====== MATERIAL FOR THE TASK

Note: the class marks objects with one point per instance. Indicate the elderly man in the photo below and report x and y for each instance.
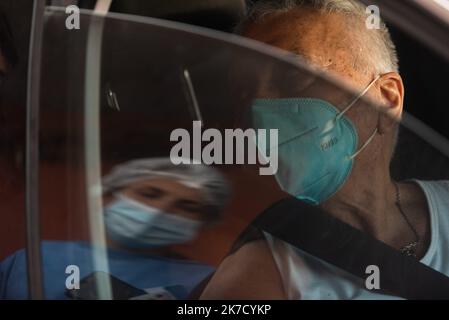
(150, 205)
(408, 216)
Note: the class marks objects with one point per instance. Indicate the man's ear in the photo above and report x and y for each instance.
(392, 97)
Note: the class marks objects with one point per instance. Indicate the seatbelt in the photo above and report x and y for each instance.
(312, 230)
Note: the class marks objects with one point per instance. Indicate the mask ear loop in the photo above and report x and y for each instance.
(338, 117)
(364, 145)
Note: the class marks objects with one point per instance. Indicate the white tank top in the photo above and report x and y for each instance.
(309, 278)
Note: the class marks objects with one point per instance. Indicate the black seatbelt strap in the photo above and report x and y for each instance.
(312, 230)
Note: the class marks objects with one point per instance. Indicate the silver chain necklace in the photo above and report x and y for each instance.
(409, 249)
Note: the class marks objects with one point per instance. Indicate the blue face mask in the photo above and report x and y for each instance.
(136, 225)
(317, 144)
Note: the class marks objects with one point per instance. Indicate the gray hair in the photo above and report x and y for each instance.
(383, 55)
(212, 184)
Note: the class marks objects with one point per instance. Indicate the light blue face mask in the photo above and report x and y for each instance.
(317, 144)
(136, 225)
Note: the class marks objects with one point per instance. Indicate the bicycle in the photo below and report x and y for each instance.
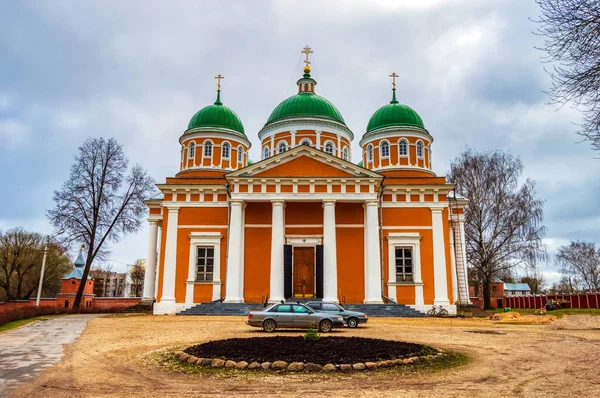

============

**EXERCISE TASK**.
Pull out the lines above word for word, beginning with the line that contains "Indicate the mask" and running through the end of the items. Omit the pictures.

**WORKED SOLUTION**.
Note: the class marks objects with one point per instance. Indicate the mask ear loop in the photo above and report x and y for each instance.
(338, 117)
(364, 145)
Note: the class marks objects with one point per instance. Indicate the white tank top in the photo above and report x and y for each instance.
(309, 278)
Note: the class marks objects with one point per instance. Indicate the black seatbelt strap in the photo above and report x and y for each instance.
(312, 230)
Note: the class marks objects with one point per instance. Indicate the silver chain necklace in the photo above and report x and y for each instance.
(409, 249)
Note: the class marks objects with one point per instance. Indicate the blue face mask in the photo above and report x and y for each instance.
(136, 225)
(317, 144)
Note: the class marks objects with one point per instance. Indicate the gray hair in the photo above and report x and y for each instance.
(383, 55)
(212, 184)
Note: the class marks objects with one point per instance. Indicate the light blue face mask in the photo above and report x and y for each instance.
(317, 144)
(136, 225)
Note: the class marks objects with one point per instance. Indicate the bicycle in the photo below and report x and y for each instance.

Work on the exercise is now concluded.